((

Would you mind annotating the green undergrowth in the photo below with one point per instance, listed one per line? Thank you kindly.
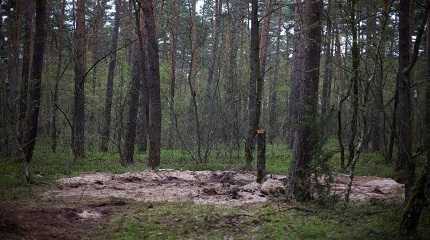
(48, 166)
(271, 221)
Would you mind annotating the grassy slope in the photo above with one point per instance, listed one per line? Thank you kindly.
(179, 221)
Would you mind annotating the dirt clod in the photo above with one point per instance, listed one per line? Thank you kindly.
(207, 187)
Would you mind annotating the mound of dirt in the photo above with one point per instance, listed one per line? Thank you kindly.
(206, 187)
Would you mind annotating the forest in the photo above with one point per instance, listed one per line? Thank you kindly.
(214, 119)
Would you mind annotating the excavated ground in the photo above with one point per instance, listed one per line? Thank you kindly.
(207, 187)
(78, 206)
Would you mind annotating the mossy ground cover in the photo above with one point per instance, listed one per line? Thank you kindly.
(270, 221)
(189, 221)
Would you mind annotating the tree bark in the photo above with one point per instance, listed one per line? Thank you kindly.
(419, 196)
(355, 82)
(265, 37)
(127, 154)
(306, 141)
(328, 73)
(32, 114)
(273, 101)
(13, 75)
(153, 85)
(107, 114)
(296, 72)
(79, 47)
(26, 67)
(255, 86)
(404, 165)
(173, 53)
(59, 73)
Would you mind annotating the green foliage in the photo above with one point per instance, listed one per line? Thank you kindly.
(47, 166)
(272, 221)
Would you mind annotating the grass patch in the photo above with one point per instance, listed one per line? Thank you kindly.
(272, 221)
(48, 166)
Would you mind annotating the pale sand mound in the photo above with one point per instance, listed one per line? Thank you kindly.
(206, 187)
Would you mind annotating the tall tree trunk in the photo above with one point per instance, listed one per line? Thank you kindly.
(306, 141)
(296, 72)
(94, 42)
(327, 83)
(376, 113)
(192, 82)
(107, 114)
(255, 86)
(153, 85)
(213, 65)
(355, 82)
(3, 97)
(13, 75)
(78, 138)
(173, 52)
(26, 67)
(273, 102)
(58, 76)
(418, 198)
(265, 37)
(405, 165)
(32, 114)
(127, 154)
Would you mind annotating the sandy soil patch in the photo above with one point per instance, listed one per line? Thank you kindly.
(207, 187)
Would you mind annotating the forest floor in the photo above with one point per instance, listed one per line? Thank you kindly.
(99, 199)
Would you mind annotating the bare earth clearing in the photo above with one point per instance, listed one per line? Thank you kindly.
(208, 187)
(81, 205)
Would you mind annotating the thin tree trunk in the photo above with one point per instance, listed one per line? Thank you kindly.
(296, 72)
(273, 102)
(265, 37)
(59, 70)
(307, 132)
(107, 114)
(192, 83)
(78, 137)
(26, 67)
(13, 74)
(213, 65)
(418, 199)
(355, 82)
(405, 165)
(327, 83)
(127, 154)
(153, 85)
(255, 87)
(173, 52)
(32, 114)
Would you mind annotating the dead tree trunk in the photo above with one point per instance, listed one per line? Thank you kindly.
(78, 137)
(32, 114)
(107, 114)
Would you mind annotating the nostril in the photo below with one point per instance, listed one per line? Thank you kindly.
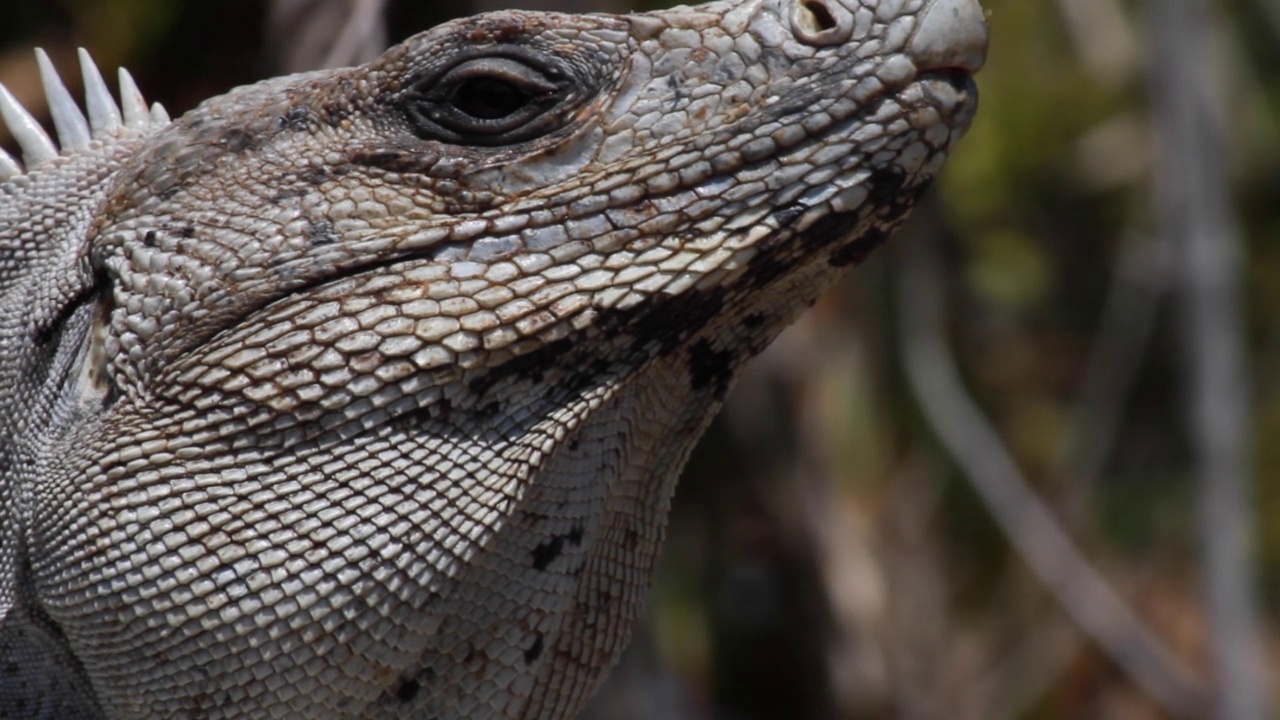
(818, 14)
(821, 22)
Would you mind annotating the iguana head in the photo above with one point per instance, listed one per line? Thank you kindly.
(384, 374)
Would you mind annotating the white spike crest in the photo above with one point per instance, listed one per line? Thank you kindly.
(74, 132)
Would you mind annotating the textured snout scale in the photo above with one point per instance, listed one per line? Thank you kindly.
(364, 392)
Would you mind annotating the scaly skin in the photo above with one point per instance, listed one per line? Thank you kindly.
(362, 393)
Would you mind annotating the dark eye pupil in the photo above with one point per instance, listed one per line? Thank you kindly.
(489, 99)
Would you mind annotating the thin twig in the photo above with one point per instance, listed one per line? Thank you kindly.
(1029, 524)
(1125, 331)
(1197, 219)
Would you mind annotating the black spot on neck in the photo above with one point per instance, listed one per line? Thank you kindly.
(534, 651)
(407, 691)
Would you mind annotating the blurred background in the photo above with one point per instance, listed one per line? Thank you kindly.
(1023, 463)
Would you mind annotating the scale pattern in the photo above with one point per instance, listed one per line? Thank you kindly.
(362, 393)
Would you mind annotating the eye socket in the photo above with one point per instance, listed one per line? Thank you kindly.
(488, 101)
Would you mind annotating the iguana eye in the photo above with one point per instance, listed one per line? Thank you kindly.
(487, 101)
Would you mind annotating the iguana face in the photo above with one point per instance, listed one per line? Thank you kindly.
(376, 396)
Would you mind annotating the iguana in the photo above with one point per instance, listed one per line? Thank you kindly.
(364, 392)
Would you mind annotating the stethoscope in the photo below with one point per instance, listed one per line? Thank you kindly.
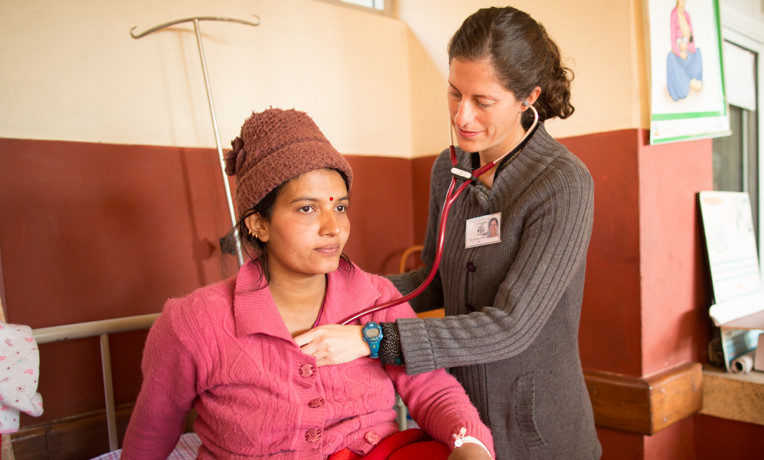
(451, 196)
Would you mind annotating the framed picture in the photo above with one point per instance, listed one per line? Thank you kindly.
(687, 97)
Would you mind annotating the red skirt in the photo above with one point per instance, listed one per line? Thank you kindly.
(413, 443)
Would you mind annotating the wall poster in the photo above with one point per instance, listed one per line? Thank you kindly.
(687, 83)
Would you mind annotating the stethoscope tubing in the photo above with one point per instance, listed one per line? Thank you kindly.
(443, 220)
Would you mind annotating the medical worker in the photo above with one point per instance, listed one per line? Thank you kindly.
(510, 334)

))

• PROBLEM DETAILS:
Restate the material above word for word, omitting the pictures.

• RESPONSE TO THE EXERCISE:
Would you mind annotating the green undergrowth in the photo below with one point per instance, listed one per line? Thank you kindly.
(48, 166)
(271, 221)
Would you mind annotating the grassy slope in the photo above with one point per instance, listed one per line? Thank you kindly.
(179, 221)
Would you mind annotating the dirt clod in the photo above with one point per instance, listed one per line? Thank you kindly.
(207, 187)
Would you mind annotating the mound of dirt in the photo above with one point per instance, listed one per line? Thank you kindly.
(206, 187)
Would you mind annotating the forest in the photo above with one point per instance, listed one per line? Thank you kindly.
(214, 119)
Would you mind annotating the excavated ground in the photo above with one point per instance, listed one per line? Thank you kindly.
(207, 187)
(78, 206)
Would you mind annotating the mossy ground cover in the photo above with one point per instance, listed one per line? Thank you kindly.
(270, 221)
(189, 221)
Would you mind annotating the tree bark in the photo above with one point per instance, listed one per line? Thank you kindly.
(419, 196)
(355, 82)
(265, 37)
(127, 154)
(306, 141)
(328, 73)
(32, 114)
(273, 101)
(13, 75)
(153, 85)
(107, 114)
(296, 72)
(79, 47)
(26, 67)
(255, 86)
(404, 165)
(173, 53)
(59, 73)
Would you mind annotating the green foliage in the photo above with one point per instance, listed one per line? Thank you kindly.
(47, 166)
(272, 221)
Would you mind annotating the grass patch in the photo above with one point per instance, listed one per line? Thank you kindly.
(272, 221)
(48, 166)
Would you mind annotating the pale sand mound in the photo above with one point per instance, listed one per line? Thank you kindly.
(206, 187)
Would you mind annotating the tall tree trunk in the photo above with one point per instance, listed one per line? Thank you kindly.
(306, 141)
(296, 72)
(94, 42)
(327, 83)
(376, 113)
(192, 82)
(107, 114)
(255, 86)
(153, 85)
(213, 65)
(355, 82)
(3, 97)
(13, 75)
(78, 138)
(173, 52)
(26, 67)
(273, 102)
(58, 76)
(418, 198)
(265, 37)
(405, 165)
(32, 114)
(127, 154)
Would you mind annotating the sandy soil patch in the photo above with one point per instance, listed one per line? Thank you kindly.
(207, 187)
Would you mind annotating the forest floor in the photo above with one point per instance, listed one per line? Thank you kindly.
(99, 199)
Would you mind annotating the bare earth clearing in the photo above with one point per instance, listed one per line? Thank you kindly.
(208, 187)
(81, 205)
Would you mind annotating the thin tree trunk in the photo above with one point per instance, listed one per line? Thank you kindly.
(296, 72)
(273, 102)
(265, 37)
(59, 70)
(307, 132)
(107, 114)
(192, 83)
(78, 137)
(26, 67)
(13, 74)
(213, 65)
(418, 199)
(355, 82)
(405, 165)
(327, 83)
(127, 154)
(153, 85)
(255, 87)
(173, 52)
(32, 114)
Would you mind annotating the dead tree trunk in the photo above with one point per instance, listed one per line? Thank you kindly.
(78, 137)
(32, 114)
(107, 114)
Would you mind annotating the nostril in the photo below with one point per instance, listed one per line? Thank you kindly.
(818, 14)
(821, 22)
Would you mind annotating the iguana head in the photo above with one point per instance, listed one per line? Thank you kindly.
(384, 374)
Would you mind annotating the white spike crest in the photo above with one point per instance, listed one per line? Thank you kindly.
(74, 132)
Would you mind annotating the textured snout scale in the photo above with one point per instance, listed one per line? Thank you kindly.
(364, 392)
Would you mind annotating the scaly skin in the photo above with one point per instance, listed one per line? Thank you kindly.
(362, 393)
Would you mind annotating the dark eye pupil in the photo above with one point per instance, listed one per line? Thank you kindly.
(489, 99)
Would you mind annotating the thin twig in the photo above with one point per instance, listed one per line? Thank you kindly.
(1029, 524)
(1125, 331)
(1197, 219)
Would you mind annotating the black spot on neck in the photo above with one point per instance, listed one per line? Thank you kindly.
(534, 651)
(407, 691)
Would you mind annotating the blurred background in the photo above with one point per instance, listed one per line? Thank you kindly.
(1023, 463)
Would you mind annotating the scale pattern in the photo above with one point per instance, listed one per line? Thank you kindly.
(362, 393)
Would you mind annotating the eye socket in the photo above with one point per instance, listed one per line? Thank you kindly.
(488, 101)
Would you mind annotating the iguana eye in the photo above with one point per instance, listed one per line? Thank you kindly.
(487, 101)
Would you mind annotating the iguana face in the photo above with one point per instance, listed one per line? Thank you kindly.
(376, 396)
Would you mind annotating the iguana in the photo above with one point per instance, listed one per line? Thank you kindly.
(364, 392)
Would you mind annotating the stethoscope in the photo below with one point per instance, listed one per line? Thank you kindly.
(451, 196)
Would you mind annotating the framed picture in the photo above with one point per instance, listed one per line? Thank you kindly.
(687, 97)
Would you mind annotating the red skirt in the photo above with one point per instance, listed one per line? Thank you kindly.
(413, 443)
Would you mind annotating the wall poster in the photo above with one point per instance, listed one per line? Thank you kindly.
(687, 83)
Would you mind annotating the stethoscope tubing in the photo above with one point per instance, listed one per line? Thank you kindly.
(443, 220)
Would you mind annotating the medical worker in the photo above with one point per instance, listed one per line? Thank you kindly.
(510, 334)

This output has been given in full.